Records for this exercise:
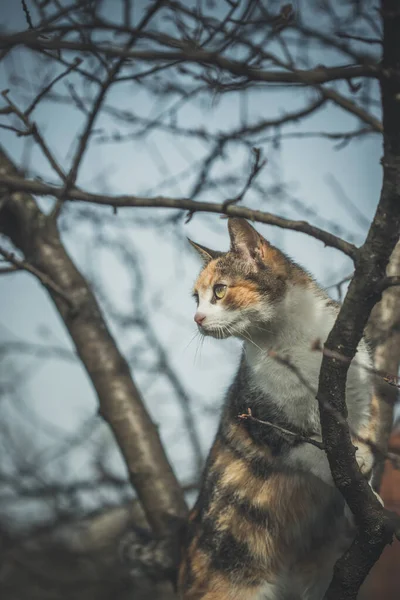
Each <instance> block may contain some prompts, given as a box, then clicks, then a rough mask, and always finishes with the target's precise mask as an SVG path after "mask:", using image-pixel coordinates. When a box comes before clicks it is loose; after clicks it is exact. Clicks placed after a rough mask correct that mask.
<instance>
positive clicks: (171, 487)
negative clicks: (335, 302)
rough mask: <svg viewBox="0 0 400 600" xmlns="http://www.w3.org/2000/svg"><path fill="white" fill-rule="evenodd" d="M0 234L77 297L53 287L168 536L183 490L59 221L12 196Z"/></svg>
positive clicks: (79, 352)
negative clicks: (63, 293)
mask: <svg viewBox="0 0 400 600" xmlns="http://www.w3.org/2000/svg"><path fill="white" fill-rule="evenodd" d="M15 171H16V169H15V167H14V166H13V164H12V162H11V161H10V159H9V158H8V157H7V156H6V154H5V153H4V152H0V172H6V173H10V174H12V176H15ZM0 231H1V232H2V233H4V234H5V235H7V236H8V237H9V238H10V239H11V240H12V242H13V243H14V245H15V246H16V247H17V248H19V249H20V250H21V251H22V252H23V254H24V255H25V257H26V258H27V260H28V261H29V264H31V265H33V266H34V267H35V268H36V269H39V270H40V272H41V273H45V274H46V275H47V276H48V277H49V278H50V279H51V280H52V281H53V282H54V283H55V284H56V285H57V286H59V287H60V288H61V289H62V290H64V291H65V293H66V294H67V295H68V297H69V298H71V299H72V301H73V303H74V305H75V307H76V313H75V314H74V315H71V313H70V310H69V307H68V305H67V304H66V302H65V300H64V299H63V298H60V297H59V295H58V294H56V293H54V291H53V290H52V289H51V288H49V293H50V295H51V297H52V300H53V302H54V304H55V305H56V307H57V309H58V311H59V313H60V315H61V317H62V319H63V320H64V323H65V325H66V327H67V329H68V331H69V334H70V335H71V338H72V340H73V341H74V344H75V346H76V349H77V353H78V355H79V357H80V359H81V361H82V363H83V365H84V366H85V369H86V371H87V373H88V375H89V377H90V379H91V381H92V384H93V386H94V388H95V390H96V393H97V396H98V399H99V405H100V408H99V410H100V413H101V415H102V416H103V417H104V419H105V420H106V421H107V422H108V423H109V425H110V427H111V428H112V430H113V432H114V435H115V437H116V441H117V443H118V445H119V447H120V449H121V452H122V454H123V456H124V459H125V463H126V466H127V468H128V471H129V476H130V480H131V482H132V484H133V486H134V487H135V489H136V491H137V493H138V496H139V499H140V501H141V503H142V505H143V508H144V510H145V512H146V516H147V518H148V520H149V523H150V524H151V526H152V527H153V528H154V530H155V532H156V533H166V532H167V531H168V524H167V522H166V518H167V517H168V515H176V516H178V517H185V515H186V505H185V502H184V499H183V495H182V491H181V489H180V486H179V484H178V482H177V480H176V478H175V476H174V474H173V471H172V469H171V467H170V465H169V463H168V461H167V458H166V456H165V453H164V450H163V448H162V445H161V442H160V438H159V435H158V432H157V429H156V427H155V426H154V424H153V423H152V421H151V419H150V417H149V415H148V413H147V411H146V409H145V407H144V405H143V401H142V398H141V395H140V392H139V390H138V389H137V387H136V385H135V383H134V381H133V380H132V378H131V375H130V371H129V366H128V364H127V363H126V361H125V360H124V358H123V357H122V355H121V353H120V352H119V350H118V348H117V345H116V343H115V341H114V339H113V337H112V336H111V334H110V332H109V330H108V328H107V325H106V323H105V321H104V318H103V315H102V313H101V310H100V307H99V305H98V303H97V300H96V298H95V297H94V295H93V293H92V291H91V290H90V288H89V286H88V285H87V283H86V281H85V279H84V278H83V276H82V275H81V273H80V272H79V271H78V269H77V268H76V267H75V265H74V264H73V262H72V261H71V259H70V257H69V256H68V254H67V253H66V251H65V249H64V247H63V245H62V242H61V240H60V236H59V233H58V229H57V225H56V222H55V221H54V219H49V218H48V217H46V216H45V215H44V214H43V213H42V212H40V211H39V209H38V207H37V205H36V203H35V201H34V200H33V198H32V197H31V196H29V195H28V194H26V193H25V194H22V193H19V194H12V195H11V196H6V198H5V202H4V203H3V204H2V208H1V211H0Z"/></svg>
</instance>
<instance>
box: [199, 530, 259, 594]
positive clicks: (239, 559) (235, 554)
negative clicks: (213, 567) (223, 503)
mask: <svg viewBox="0 0 400 600" xmlns="http://www.w3.org/2000/svg"><path fill="white" fill-rule="evenodd" d="M199 547H201V548H202V549H204V550H205V551H206V552H207V553H208V554H209V555H210V556H211V562H212V566H213V567H214V569H216V570H218V571H222V572H223V573H226V574H228V575H231V576H234V577H235V580H236V581H237V582H238V583H239V582H240V581H242V582H243V581H246V583H247V584H248V585H259V583H260V580H259V579H258V578H257V577H255V576H254V567H258V568H259V567H260V565H257V564H256V561H255V559H254V557H253V556H252V554H251V553H250V552H249V549H248V547H247V545H246V544H244V543H242V542H239V541H238V540H237V539H236V538H235V537H234V536H233V535H232V534H231V533H229V532H226V531H224V532H221V531H219V530H218V528H217V527H216V526H215V523H214V521H213V520H211V519H205V520H204V521H203V523H202V533H201V535H200V538H199Z"/></svg>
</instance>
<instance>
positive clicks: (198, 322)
mask: <svg viewBox="0 0 400 600" xmlns="http://www.w3.org/2000/svg"><path fill="white" fill-rule="evenodd" d="M205 318H206V315H205V314H204V313H196V314H195V315H194V320H195V321H196V323H197V325H200V326H201V325H202V323H203V321H204V319H205Z"/></svg>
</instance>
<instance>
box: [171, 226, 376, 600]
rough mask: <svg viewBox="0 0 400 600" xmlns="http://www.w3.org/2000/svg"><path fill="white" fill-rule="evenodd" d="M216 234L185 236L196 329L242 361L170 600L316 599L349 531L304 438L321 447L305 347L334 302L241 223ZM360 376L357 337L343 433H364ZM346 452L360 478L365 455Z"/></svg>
mask: <svg viewBox="0 0 400 600" xmlns="http://www.w3.org/2000/svg"><path fill="white" fill-rule="evenodd" d="M228 230H229V235H230V241H231V245H230V249H229V251H228V252H219V251H214V250H210V249H208V248H206V247H204V246H201V245H200V244H196V243H194V242H192V241H191V240H189V241H190V243H191V244H192V246H193V247H194V248H195V249H196V251H197V252H198V253H199V254H200V256H201V258H202V260H203V263H204V266H203V269H202V271H201V273H200V275H199V277H198V279H197V281H196V283H195V286H194V292H193V295H194V298H195V300H196V303H197V311H196V314H195V317H194V319H195V321H196V323H197V326H198V328H199V331H200V332H201V334H202V335H206V336H213V337H215V338H219V339H223V338H227V337H229V336H235V337H237V338H239V339H241V340H243V353H242V357H241V361H240V366H239V368H238V371H237V374H236V377H235V379H234V381H233V383H232V385H231V386H230V388H229V391H228V393H227V397H226V402H225V405H224V407H223V411H222V417H221V421H220V425H219V429H218V432H217V434H216V437H215V441H214V443H213V446H212V448H211V451H210V453H209V456H208V459H207V462H206V466H205V470H204V474H203V478H202V484H201V490H200V494H199V497H198V499H197V502H196V504H195V506H194V508H193V509H192V511H191V513H190V517H189V525H188V530H187V534H186V541H185V545H184V551H183V559H182V561H181V564H180V568H179V577H178V591H179V597H180V598H181V599H183V600H217V599H218V600H261V599H263V600H321V599H322V598H323V596H324V593H325V591H326V589H327V587H328V585H329V582H330V580H331V577H332V573H333V565H334V563H335V562H336V560H337V558H338V557H339V556H340V555H342V554H343V552H344V551H345V549H346V548H347V547H348V546H349V545H350V544H351V541H352V539H353V537H354V534H355V528H354V523H353V521H352V515H351V513H350V511H349V509H348V507H347V505H345V502H344V500H343V498H342V496H341V494H340V493H339V492H338V490H337V489H336V488H335V486H334V483H333V481H332V476H331V472H330V468H329V464H328V461H327V458H326V455H325V452H324V451H323V450H322V449H320V448H319V447H316V446H314V445H311V444H310V443H307V442H306V441H304V438H312V439H314V440H320V439H321V437H320V436H321V433H320V422H319V409H318V402H317V400H316V398H315V396H316V390H317V385H318V374H319V370H320V366H321V360H322V352H321V351H318V350H317V348H316V346H318V345H319V344H323V342H324V341H325V339H326V337H327V335H328V333H329V331H330V329H331V328H332V326H333V324H334V321H335V318H336V315H337V312H338V310H339V305H338V303H336V302H334V301H333V300H331V299H330V298H329V297H328V295H327V294H326V293H325V292H324V291H323V290H322V289H321V288H320V287H319V286H318V284H317V283H316V282H315V281H314V280H313V278H312V277H311V276H310V275H309V274H308V273H307V272H306V271H305V270H303V269H302V268H301V267H300V266H299V265H297V264H296V263H294V262H293V261H292V260H290V259H289V258H288V257H287V256H286V255H285V254H284V253H283V252H281V251H280V250H279V249H278V248H276V247H274V246H272V245H271V244H270V243H269V242H268V241H267V240H266V239H264V238H263V237H262V236H261V235H260V234H259V233H258V232H257V231H256V229H254V227H253V226H252V225H250V224H249V223H248V222H247V221H245V220H244V219H239V218H230V219H228ZM317 342H318V343H317ZM370 369H371V358H370V353H369V350H368V347H367V344H366V342H365V341H362V342H361V343H360V345H359V348H358V351H357V361H356V362H353V364H352V365H351V367H350V369H349V373H348V379H347V391H346V395H347V407H348V421H349V424H350V427H351V430H352V432H353V433H354V434H355V435H357V434H358V435H361V433H362V432H365V431H366V430H367V429H368V427H369V426H370V415H371V410H370V407H371V401H372V396H373V381H372V376H371V372H370ZM249 409H250V413H249ZM243 414H245V415H246V414H247V415H248V416H247V418H240V415H243ZM260 420H261V421H264V423H260ZM265 422H267V423H265ZM268 423H270V424H271V425H268ZM274 426H275V427H274ZM284 430H286V431H289V432H291V433H285V432H284ZM292 434H295V435H292ZM357 446H358V447H359V448H358V451H357V460H358V462H359V465H360V467H361V470H362V472H363V474H365V476H366V477H369V476H370V474H371V470H372V465H373V456H372V453H371V450H370V448H369V446H368V445H363V444H360V443H357Z"/></svg>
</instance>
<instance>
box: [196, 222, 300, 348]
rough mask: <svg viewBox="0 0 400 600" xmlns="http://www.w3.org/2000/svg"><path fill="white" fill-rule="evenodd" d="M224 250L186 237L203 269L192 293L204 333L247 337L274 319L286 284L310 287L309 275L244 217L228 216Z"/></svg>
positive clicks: (255, 331)
mask: <svg viewBox="0 0 400 600" xmlns="http://www.w3.org/2000/svg"><path fill="white" fill-rule="evenodd" d="M228 230H229V236H230V240H231V246H230V249H229V251H228V252H218V251H215V250H210V249H209V248H206V247H205V246H201V245H200V244H196V243H194V242H192V241H191V240H189V242H190V243H191V244H192V246H193V247H194V248H195V250H197V252H198V253H199V254H200V256H201V258H202V260H203V263H204V267H203V269H202V271H201V272H200V275H199V276H198V278H197V280H196V282H195V284H194V288H193V296H194V298H195V300H196V303H197V310H196V314H195V316H194V320H195V321H196V323H197V325H198V327H199V330H200V332H201V333H202V334H204V335H210V336H213V337H216V338H220V339H221V338H226V337H229V336H237V337H246V333H250V332H254V333H256V331H257V329H258V330H259V331H261V330H262V325H263V324H265V323H271V322H273V320H274V318H276V316H277V314H278V311H279V306H280V304H281V302H282V300H283V298H284V296H285V294H286V290H287V287H288V285H289V284H290V283H291V282H292V283H296V282H298V283H300V284H301V285H308V284H309V282H310V278H309V276H308V275H307V274H306V273H305V272H304V271H303V270H302V269H300V267H298V266H297V265H295V264H294V263H293V262H292V261H290V259H288V258H287V257H286V256H285V255H284V254H283V253H282V252H281V251H280V250H278V249H277V248H275V247H274V246H272V245H271V244H270V243H269V242H268V241H267V240H266V239H265V238H263V237H262V235H260V234H259V233H258V232H257V231H256V230H255V229H254V227H252V226H251V225H250V224H249V223H248V222H247V221H245V220H244V219H239V218H230V219H228Z"/></svg>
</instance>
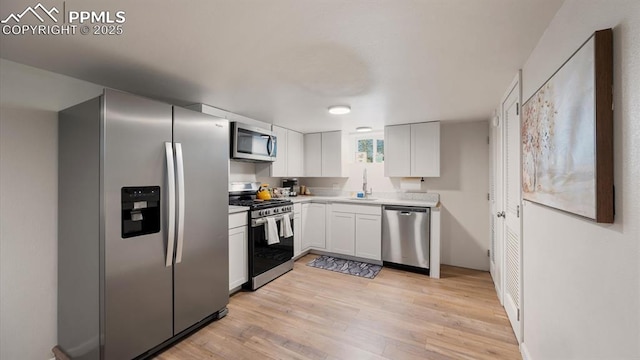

What you are asked to do:
The listing above holds a line with "negative clicks: (335, 302)" and a line with "positive clicks: (79, 352)". Print the stretch from the first through the second, exactly and alone.

Response:
negative clicks: (335, 302)
rough mask: <svg viewBox="0 0 400 600" xmlns="http://www.w3.org/2000/svg"><path fill="white" fill-rule="evenodd" d="M0 234L77 297L53 287L168 536L183 490L59 221L12 196Z"/></svg>
positive clicks: (79, 352)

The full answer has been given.